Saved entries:
-*-*-
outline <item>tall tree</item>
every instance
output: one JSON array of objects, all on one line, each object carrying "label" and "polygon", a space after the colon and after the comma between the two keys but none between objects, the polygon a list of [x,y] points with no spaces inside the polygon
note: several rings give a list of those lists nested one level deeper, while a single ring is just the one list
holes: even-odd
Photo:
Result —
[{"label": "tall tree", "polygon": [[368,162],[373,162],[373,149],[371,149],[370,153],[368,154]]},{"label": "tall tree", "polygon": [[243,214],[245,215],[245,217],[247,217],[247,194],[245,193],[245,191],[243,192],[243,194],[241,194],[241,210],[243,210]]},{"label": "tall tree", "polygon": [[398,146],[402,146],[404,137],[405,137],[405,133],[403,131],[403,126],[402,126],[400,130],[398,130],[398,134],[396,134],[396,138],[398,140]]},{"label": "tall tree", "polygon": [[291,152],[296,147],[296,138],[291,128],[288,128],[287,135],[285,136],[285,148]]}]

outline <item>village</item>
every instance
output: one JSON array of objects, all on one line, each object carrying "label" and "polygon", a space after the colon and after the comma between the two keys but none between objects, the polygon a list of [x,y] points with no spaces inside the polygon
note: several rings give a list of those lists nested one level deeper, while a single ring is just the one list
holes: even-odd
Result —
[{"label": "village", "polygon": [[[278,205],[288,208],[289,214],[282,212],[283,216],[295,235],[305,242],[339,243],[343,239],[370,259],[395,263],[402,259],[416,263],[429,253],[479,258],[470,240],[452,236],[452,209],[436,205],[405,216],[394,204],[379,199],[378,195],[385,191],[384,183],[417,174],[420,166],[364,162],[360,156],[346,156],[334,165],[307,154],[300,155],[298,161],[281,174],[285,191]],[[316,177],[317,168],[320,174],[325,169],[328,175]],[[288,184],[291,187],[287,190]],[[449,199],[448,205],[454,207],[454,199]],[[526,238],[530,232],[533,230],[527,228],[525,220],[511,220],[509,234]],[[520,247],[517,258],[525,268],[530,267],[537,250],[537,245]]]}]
-*-*-
■ Exercise:
The response has to contain every record shown above, unaltered and complete.

■ Solution for this exercise:
outline <item>tall tree</item>
every instance
output: one JSON array of objects, all on one line, each object carrying "label" and "polygon", a space after the colon and after the comma between the two keys but none between objects, the polygon a list of [x,y] points with no spaces inside the polygon
note: several rings give a list of those lists nested one level deeper, while a single ring is just the one list
holes: even-odd
Photo:
Result —
[{"label": "tall tree", "polygon": [[368,162],[373,162],[373,149],[371,149],[370,153],[368,154]]},{"label": "tall tree", "polygon": [[243,214],[245,215],[245,217],[247,217],[247,194],[245,193],[245,191],[243,192],[243,194],[241,194],[241,210],[243,210]]},{"label": "tall tree", "polygon": [[398,146],[402,146],[404,137],[405,137],[405,133],[403,131],[403,126],[402,126],[400,130],[398,130],[398,134],[396,134],[396,138],[398,140]]},{"label": "tall tree", "polygon": [[291,152],[296,147],[296,138],[291,128],[288,128],[287,135],[285,136],[285,148]]}]

outline <item>village</item>
every instance
output: one JSON array of objects, all on one line, each object carrying "label" and "polygon", a space after the colon and after the comma between the two keys but none between objects, the polygon a list of [x,y] points with no spaces inside the polygon
note: several rings give a list of those lists nested one level deeper, while a single ring is just the one list
holes: even-odd
Result —
[{"label": "village", "polygon": [[[278,205],[288,208],[289,214],[282,212],[283,216],[295,235],[305,242],[339,243],[343,239],[370,259],[395,263],[402,259],[416,263],[429,253],[479,258],[470,240],[452,236],[452,209],[436,205],[405,216],[394,204],[379,199],[378,195],[385,191],[384,183],[417,174],[420,166],[364,162],[360,156],[346,156],[334,165],[307,154],[300,155],[298,161],[281,174],[285,191]],[[316,177],[317,168],[320,174],[325,169],[328,175]],[[288,184],[291,187],[287,190]],[[449,199],[448,205],[454,207],[454,199]],[[526,238],[530,232],[533,230],[527,228],[525,220],[511,220],[509,234]],[[520,247],[517,258],[525,268],[530,267],[537,250],[537,245]]]}]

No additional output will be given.